■ **Problem statement**:
Reproduce the records below exactly as they appear.

■ **Stored rows**:
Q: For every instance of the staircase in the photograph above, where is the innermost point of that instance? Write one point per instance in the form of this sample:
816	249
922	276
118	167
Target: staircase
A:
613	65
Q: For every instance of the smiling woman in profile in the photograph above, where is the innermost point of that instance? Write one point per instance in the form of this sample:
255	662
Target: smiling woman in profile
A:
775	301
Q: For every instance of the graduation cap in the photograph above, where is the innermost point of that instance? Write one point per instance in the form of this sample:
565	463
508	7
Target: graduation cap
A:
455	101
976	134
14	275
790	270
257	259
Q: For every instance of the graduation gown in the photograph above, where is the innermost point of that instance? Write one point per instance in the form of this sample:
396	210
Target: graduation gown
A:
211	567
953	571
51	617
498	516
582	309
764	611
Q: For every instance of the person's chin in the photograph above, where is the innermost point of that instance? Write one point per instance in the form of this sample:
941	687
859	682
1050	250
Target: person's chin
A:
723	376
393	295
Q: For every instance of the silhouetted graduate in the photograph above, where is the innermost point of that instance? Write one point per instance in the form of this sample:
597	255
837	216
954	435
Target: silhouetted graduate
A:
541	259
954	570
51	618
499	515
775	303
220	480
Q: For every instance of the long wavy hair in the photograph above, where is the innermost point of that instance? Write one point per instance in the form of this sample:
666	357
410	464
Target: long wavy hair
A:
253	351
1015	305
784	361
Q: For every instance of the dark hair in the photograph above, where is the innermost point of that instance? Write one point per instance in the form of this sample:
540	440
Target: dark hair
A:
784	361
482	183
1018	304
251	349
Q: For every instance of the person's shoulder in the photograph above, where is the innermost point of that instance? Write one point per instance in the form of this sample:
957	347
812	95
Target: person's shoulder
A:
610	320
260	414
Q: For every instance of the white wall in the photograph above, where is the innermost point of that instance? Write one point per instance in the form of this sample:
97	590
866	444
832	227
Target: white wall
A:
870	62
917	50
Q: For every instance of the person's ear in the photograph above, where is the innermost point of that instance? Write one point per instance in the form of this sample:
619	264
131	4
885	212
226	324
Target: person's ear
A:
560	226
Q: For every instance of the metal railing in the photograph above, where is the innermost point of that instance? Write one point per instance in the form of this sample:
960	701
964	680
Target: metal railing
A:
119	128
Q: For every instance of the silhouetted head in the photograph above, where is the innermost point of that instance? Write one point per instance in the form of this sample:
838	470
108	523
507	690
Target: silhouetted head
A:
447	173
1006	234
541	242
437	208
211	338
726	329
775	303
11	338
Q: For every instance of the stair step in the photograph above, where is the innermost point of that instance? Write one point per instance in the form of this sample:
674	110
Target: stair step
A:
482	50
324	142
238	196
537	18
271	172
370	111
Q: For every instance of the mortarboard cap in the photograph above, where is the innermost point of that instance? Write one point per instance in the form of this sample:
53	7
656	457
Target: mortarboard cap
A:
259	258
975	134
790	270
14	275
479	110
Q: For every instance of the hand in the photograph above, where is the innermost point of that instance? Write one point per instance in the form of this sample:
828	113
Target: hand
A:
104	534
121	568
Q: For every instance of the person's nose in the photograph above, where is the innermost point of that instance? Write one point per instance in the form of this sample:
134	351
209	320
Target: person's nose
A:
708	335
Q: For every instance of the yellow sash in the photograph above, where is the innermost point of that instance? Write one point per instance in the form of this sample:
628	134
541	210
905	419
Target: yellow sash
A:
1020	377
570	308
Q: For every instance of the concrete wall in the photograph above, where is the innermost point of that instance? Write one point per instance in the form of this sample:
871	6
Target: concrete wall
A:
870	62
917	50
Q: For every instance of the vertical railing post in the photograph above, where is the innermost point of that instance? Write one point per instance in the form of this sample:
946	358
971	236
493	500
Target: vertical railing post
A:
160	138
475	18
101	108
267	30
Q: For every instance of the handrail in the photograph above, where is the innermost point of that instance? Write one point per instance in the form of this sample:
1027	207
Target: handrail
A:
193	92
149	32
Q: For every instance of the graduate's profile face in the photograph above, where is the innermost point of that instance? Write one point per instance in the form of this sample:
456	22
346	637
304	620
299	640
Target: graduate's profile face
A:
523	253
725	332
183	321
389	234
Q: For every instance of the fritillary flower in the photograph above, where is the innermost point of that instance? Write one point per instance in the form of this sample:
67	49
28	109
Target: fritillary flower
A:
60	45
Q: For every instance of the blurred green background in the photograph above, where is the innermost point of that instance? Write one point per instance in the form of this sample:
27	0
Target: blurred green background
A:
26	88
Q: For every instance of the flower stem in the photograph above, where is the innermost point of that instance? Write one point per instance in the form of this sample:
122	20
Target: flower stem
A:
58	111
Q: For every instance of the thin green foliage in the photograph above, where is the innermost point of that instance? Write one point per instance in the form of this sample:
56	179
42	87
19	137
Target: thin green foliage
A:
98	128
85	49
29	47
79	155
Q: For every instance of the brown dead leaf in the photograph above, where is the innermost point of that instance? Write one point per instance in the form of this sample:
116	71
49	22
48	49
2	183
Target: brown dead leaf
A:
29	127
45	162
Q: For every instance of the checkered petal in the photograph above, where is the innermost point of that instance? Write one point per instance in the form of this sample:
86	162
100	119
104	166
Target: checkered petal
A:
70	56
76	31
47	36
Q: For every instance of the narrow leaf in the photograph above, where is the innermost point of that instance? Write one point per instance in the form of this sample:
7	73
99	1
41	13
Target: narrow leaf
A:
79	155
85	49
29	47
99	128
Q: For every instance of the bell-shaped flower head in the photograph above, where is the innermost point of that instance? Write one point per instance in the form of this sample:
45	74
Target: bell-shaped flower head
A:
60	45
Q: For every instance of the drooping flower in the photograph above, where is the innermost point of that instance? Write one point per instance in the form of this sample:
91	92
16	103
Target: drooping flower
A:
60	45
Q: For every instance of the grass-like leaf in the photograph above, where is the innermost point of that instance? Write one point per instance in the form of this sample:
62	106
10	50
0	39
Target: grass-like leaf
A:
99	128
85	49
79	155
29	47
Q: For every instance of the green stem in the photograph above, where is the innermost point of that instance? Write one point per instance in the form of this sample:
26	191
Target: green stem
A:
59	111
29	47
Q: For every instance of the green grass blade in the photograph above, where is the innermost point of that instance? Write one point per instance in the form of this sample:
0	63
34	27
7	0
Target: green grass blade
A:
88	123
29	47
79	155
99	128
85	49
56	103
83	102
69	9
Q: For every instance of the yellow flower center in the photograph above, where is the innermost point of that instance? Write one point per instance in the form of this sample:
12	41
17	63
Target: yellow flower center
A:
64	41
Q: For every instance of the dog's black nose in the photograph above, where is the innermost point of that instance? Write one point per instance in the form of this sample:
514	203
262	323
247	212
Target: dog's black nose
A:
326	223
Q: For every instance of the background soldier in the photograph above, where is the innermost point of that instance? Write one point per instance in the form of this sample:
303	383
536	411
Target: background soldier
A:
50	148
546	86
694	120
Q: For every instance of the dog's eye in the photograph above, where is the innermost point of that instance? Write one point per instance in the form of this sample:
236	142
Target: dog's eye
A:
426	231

■ **Result**:
Q: For every instance of the staircase in the photograph above, where is the innermost point of that instance? Write one point per instance in the form of this sample:
816	249
922	276
118	167
Target: staircase
A:
613	65
Q: For every instance of the smiling woman in profile in the photograph above, where is the innermost point of that instance? Write one point per instance in the form of this sample:
255	662
Target: smiling woman in profile
A:
775	301
Q: For every instance of the graduation cap in the photograph above, where is the innermost point of that instance? Write one point per instance in the form of this sample:
565	463
508	7
Target: graduation cap
A:
455	101
976	134
14	275
790	270
257	259
Q: For every instance of the graduation gown in the photograph above, where is the innermost point of that instance? Write one point per instance in the form of this sample:
396	210
Target: graduation gown
A:
211	567
953	571
51	617
498	516
582	309
764	611
Q: For every instance of the person's chin in the photograph above, where is the innermost point of that instance? Write one point per instance in the form of this sample:
941	687
859	682
1050	250
Target: person's chin
A:
723	376
393	295
Q: For every instance of the silhouetted graduate in the photograph above, where is the innermost point of that instance? Write one point per instance in the form of this sample:
597	255
837	216
954	435
Target: silhouetted graduate
A:
541	259
954	570
51	618
499	515
775	303
220	480
Q: For every instance of the long wavy hair in the photograph above, where is the innermost point of that instance? Write one point per instance in the form of this sample:
666	357
410	464
Target: long wavy hair
A:
253	351
1015	305
784	361
Q: For every instance of the dark hair in the photograph above, where is the innermost point of that instance? Write one point per instance in the form of this sample:
540	440
Target: dark hair
A:
784	361
482	183
1018	304
251	349
Q: For every instance of the person's shoulder in the photograph above, where is the innermost point of that instance? Write one point per instance in the form of this sample:
957	347
812	95
Target: person's shoulder
A:
610	320
260	414
Q: For every instance of the white wall in the photograph above, where is the innermost point of that instance? Write one point per instance in the form of this sample:
97	590
866	444
832	227
Target: white wall
A:
870	62
917	50
Q: For every instance of the person's ear in the photograph above, where is the innermost point of that instance? Write one point per instance in the form of this sample:
619	264
131	4
885	212
226	324
Target: person's ear
A:
560	226
Q: For every instance of the metal railing in the photograph above, where is the innermost point of that instance? Write one point per instance in the form of this sample:
960	701
964	680
Target: metal railing
A:
119	128
Q: For every instance of the silhouetted head in the photograph above, where is the innermost point of that instance? Write one point per instance in the form of this sample:
838	470
108	523
507	690
Target: silhouetted head
A:
447	173
1006	234
541	242
437	208
211	338
726	329
775	303
11	338
Q: For every instance of the stair step in the photograph above, where is the innermost point of that instance? Write one point per instance in the form of this sample:
674	110
Target: stair step
A:
482	50
324	142
238	196
537	18
271	172
370	111
Q: For every instance of the mortarboard cap in the photograph above, where is the innermost point of that instance? Write one point per instance in the form of this sample:
53	7
656	457
Target: mortarboard cap
A:
259	258
975	134
790	270
14	275
479	110
Q: For every instance of the hand in the photograph above, where is the innermost point of that instance? Write one point per instance in the form of this sample:
828	113
Target: hand
A:
104	534
121	568
Q: For every instance of the person's nose in the photograph above, where is the innermost point of that instance? Write one point per instance in the form of this sample:
134	351
209	320
Target: person's nose
A:
708	335
Q: For every instance of the yellow sash in the photograph above, where is the innermost point of that instance? Write one point per instance in the form of this sample:
628	134
541	210
905	419
Target: yellow sash
A:
1020	377
570	308
Q: For every instance of the concrete wall in the photograph above, where is the innermost point of that instance? Write one point per instance in the form of this sample:
871	6
Target: concrete wall
A:
870	62
917	50
Q: For every instance of the vertical railing post in the photograph above, where is the innermost point of that instance? Write one point per instance in the form of this sample:
946	358
971	236
493	500
Target: vertical railing post
A:
160	138
475	18
101	108
267	30
Q: For every instance of the handrail in the photograph above, where is the innermost point of that instance? Write one point per instance in the form of this sample:
1027	207
Target: handrail
A:
193	92
149	32
Q: For every instance of the graduate's profile face in the photograph above, where is the innermost point of that instance? Write one point per instance in the form of this sample:
456	22
346	637
304	620
299	640
Target: graduate's profile face
A:
523	253
725	332
183	321
389	234
Q: For every instance of the fritillary flower in the photograph above, where is the innermost point of that instance? Write one point per instance in the form of this sample:
67	49
28	109
Target: fritillary flower
A:
60	45
Q: For every instance of the blurred green background in the photograph above, where is the innermost point of that instance? Write one point per instance in the form of this sample:
27	0
Target: blurred green background
A:
26	88
Q: For every instance of the flower stem in the photograph above, where is the innermost point of that instance? Write one point per instance in the form of this sample:
122	20
Target: flower stem
A:
58	111
Q: For every instance of the thin green foliage in the photograph above, where is the innermost point of that instance? Write one point per instance in the form of this sample:
56	179
42	87
19	137
Target: thin green foliage
A:
98	128
85	49
29	47
79	155
Q: For every instance of the brown dead leaf in the photograph above, where is the innermost point of that instance? Write one point per instance in the form of this sample:
116	71
49	22
48	49
2	183
Target: brown dead leaf
A:
29	127
45	162
Q: For every instance of the checkered petal in the photograph above, where is the innermost point of that instance? Write one point per instance in the form of this sample:
86	162
100	119
104	166
Target: checkered petal
A:
70	56
76	31
47	36
Q: For every instance of the narrow leaf in the photograph above, where is the innermost point of that instance? Write one point per instance in the form of this sample:
7	73
99	1
41	13
Target: narrow leaf
A:
79	155
85	49
29	47
99	128
Q: For every instance of the bell-shaped flower head in the photograph above, where is the innermost point of that instance? Write one point per instance in the form of this sample:
45	74
Target: bell-shaped flower head
A:
60	45
Q: For every instance of the drooping flower in the photograph above, where is the innermost point of that instance? Write one point per instance in the form of this sample:
91	92
16	103
Target: drooping flower
A:
60	45
Q: For every instance of the grass-like leaf in the photograph above, where is the innermost point of that instance? Write one point per instance in the form of this sample:
62	106
10	50
0	39
Target: grass-like leaf
A:
99	128
85	49
79	155
29	47
Q: For every instance of the green stem in the photograph above, where is the innermost point of that instance? Write one point per instance in the form of this sample:
26	191
Target: green stem
A:
59	111
29	47
Q: For every instance of the green grass blade in the photograph above, where is the innermost point of that instance? Write one point per instance in the form of this sample:
0	63
34	27
7	0
Target: green grass blade
A:
88	123
29	47
79	155
99	128
85	49
56	103
83	102
69	9
Q: For every instance of the yellow flower center in the photograph above, where is the innermost point of that instance? Write one point per instance in the form of this sample:
12	41
17	63
Target: yellow flower center
A:
64	41
Q: For every instance of the dog's black nose in the photograph above, where is the innermost point of that instance? Write one point per instance in the form of this sample:
514	203
262	323
247	212
Target: dog's black nose
A:
326	223
Q: For every instance of the background soldier in the photograph above, where is the innermost point of that instance? Write one point per instance in the form of this sample:
303	383
536	411
Target: background soldier
A:
50	148
546	86
694	120
Q: For every instance of the dog's eye in the photograph above, where is the innermost point of that instance? Write one point per instance in the form of this sample:
236	142
Target: dog's eye
A:
426	231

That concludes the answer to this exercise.